▶ [Given passage]:
## BEGIN

There’s a Mouse in the House
And it’s not Mickey.
Let me start by saying I’m not a mouse fan. I don’t hate them; I just don’t want to co-exist with them. I stayed at my boss’s house for two weeks, and I returned to my apartment to find a dead mouse next to the trashcan. I start to itch all over, just thinking about it.
As if the dead mouse wasn’t enough, there was also a terrible smell. It was so bad, I gagged, and my eyes started to water. I decided to call my friend Mandy. It was late, but I needed some support. We lived in the same apartment complex. She answered right away, and I told her about the dead mouse. She asked, “Are you sure it’s dead?” I responded, “Yes. It’s dead. Dead. Dead. Can you please come over? I am freaking out. Please!”
I was thrilled when she agreed to come over. Kirby was following me around and driving me crazy. Mandy walked into the apartment, and I led her over to the dead mouse. We stared at the mouse. Disgusted, I said, “Look, its eyes are open, and it’s dead. How is that even possible?” I took out my yellow gloves and sprayed lemon cleaner on the mouse.
Mandy called her boyfriend to come over and help with the mouse. She asked me about the smell. I pointed to the wall. “There must be a dead mouse in the wall. Mandy, how can I stay at this apartment knowing a dead mouse was in here? Oh, my God!” I asked her what she thought killed the mouse. She shrugged her shoulders and said she had no idea.
She called her boyfriend to come over and help with the mouse. I said, “Who the hell knows how long this mouse has been dead. I’ve been at Pat’s house for two weeks.” She walked outside to meet her boyfriend. He came in and put the dead mouse in a bag and said he would take it to the trash. I started to gag again. I thanked him and Mandy profusely and sprayed Lysol everywhere, and mopped the floor.
As she was leaving, Mandy said, “You can’t do anything about it tonight. Just call the front office first thing in the morning.” I thanked her again for coming over so late. “I have some Advil PM, hopefully, that will help me sleep.”
The Advil PM didn’t help. I couldn’t sleep. Every time I closed my eyes, I pictured the dead mouse. The next morning, I called the front office as soon as they opened and told Tabitha about the dead mouse. She said that Jason, the maintenance man, would be right over.
Enter Jason. He walked in and I showed him where I found the dead mouse. He said he would bring over some mouse traps. I was certain he was going to mention the smell, but he never did. I looked at him, “What about the smell?” He looked at me and shrugged his shoulders and said he didn’t smell anything. How can he not smell anything? Stunned, “It smells like death in here.” He shook his head and said he didn’t smell anything. Good lord.

## END

▶ [Written tasks]:
1. Switch "single dot" to "single point" in the listing, covering everything from the line containing "of the neck" down to the end of the listing. Give only those lines again, with nothing else changed.
2. Pick up the mouse story and carry it forward from its last sentence.
The listing has no connection to the mouse story above.

▶ [Records]:
## BEGIN

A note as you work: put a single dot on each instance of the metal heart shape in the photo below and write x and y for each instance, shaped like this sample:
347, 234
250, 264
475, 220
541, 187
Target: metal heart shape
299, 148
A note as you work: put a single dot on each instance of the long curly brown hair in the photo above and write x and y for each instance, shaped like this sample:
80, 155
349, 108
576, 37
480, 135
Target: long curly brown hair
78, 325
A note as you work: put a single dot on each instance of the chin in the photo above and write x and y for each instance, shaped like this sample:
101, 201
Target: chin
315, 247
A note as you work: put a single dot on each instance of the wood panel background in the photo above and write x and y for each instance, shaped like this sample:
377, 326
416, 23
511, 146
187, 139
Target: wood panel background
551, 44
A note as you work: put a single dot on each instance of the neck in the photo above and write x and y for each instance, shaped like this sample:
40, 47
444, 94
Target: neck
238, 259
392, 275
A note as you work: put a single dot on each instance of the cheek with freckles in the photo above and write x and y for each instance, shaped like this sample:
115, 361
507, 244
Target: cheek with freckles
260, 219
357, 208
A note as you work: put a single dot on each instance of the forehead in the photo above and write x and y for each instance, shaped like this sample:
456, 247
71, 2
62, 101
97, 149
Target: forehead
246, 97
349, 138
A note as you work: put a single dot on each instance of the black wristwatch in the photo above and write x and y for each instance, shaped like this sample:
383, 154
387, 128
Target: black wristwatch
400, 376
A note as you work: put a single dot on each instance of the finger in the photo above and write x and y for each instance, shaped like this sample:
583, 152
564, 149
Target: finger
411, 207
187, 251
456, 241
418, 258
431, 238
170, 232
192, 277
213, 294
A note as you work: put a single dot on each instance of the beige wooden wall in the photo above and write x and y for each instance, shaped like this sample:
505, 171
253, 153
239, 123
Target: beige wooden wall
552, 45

## END

▶ [The replies]:
1.
A note as you work: put a single point on each instance of the neck in the photo above and write x and y for each instance, shaped like this sample:
40, 47
444, 94
Target: neck
238, 259
392, 275
A note as you work: put a single point on each instance of the cheek with freckles in the photo above and write x and y for each instance, shaped like this sample:
115, 361
507, 244
Target: cheek with freckles
260, 219
357, 208
A note as you work: put a single point on each instance of the forehead in the photo above and write x and y for each instance, shaped like this sample:
456, 247
71, 2
62, 101
97, 149
Target: forehead
246, 97
349, 138
A note as you work: put a single point on each instance of the black wristwatch in the photo above and write x and y for each instance, shaped like this sample:
383, 154
387, 128
Target: black wristwatch
400, 376
A note as you work: put a single point on each instance of the finger in the photo above and write x and y for each instance, shaped like this sample:
583, 152
564, 149
Target: finger
411, 207
187, 251
456, 241
418, 258
431, 238
170, 232
192, 277
213, 294
A note as you work: put a single point on each instance of the beige wooden wall in the photo above and write x and y for each instance, shaped like this sample:
505, 171
253, 153
239, 123
Target: beige wooden wall
552, 45

2.
I called the front office and asked Tabitha if she would come over to see if she smelled anything. I looked at Jason. “I can’t believe you don’t smell anything. Do you have allergies?” He didn’t respond. Abby, the apartment manager, walked in and made a face. She smelled something. I asked, “Do you smell anything? Jason says he doesn’t smell anything.” Surprised, she said, “It smells awful in here. Like death. You can’t smell that?” Abby told Jason to go and get some mouse traps. She said there wasn’t anything she could do about the dead mouse in the wall. I would just have to wait it out. I was irritated, “So, there’s nothing you can do?”
She headed for the door and said she would send someone over to help with the smell. Jason came back with the mouse traps. I told her I had to go to school and wouldn’t be there to let someone into the apartment. I told her I would leave Kirby in the bedroom with the door shut so he wouldn’t be in the way. I turned the fan on high and turned down the air conditioner. I didn’t think it would help, but I thought it might help. My hopes were dashed when I walked in, and it still smelled. I looked around and noticed Styrofoam cups filled with coffee. Oh, my God. Coffee? Coffee?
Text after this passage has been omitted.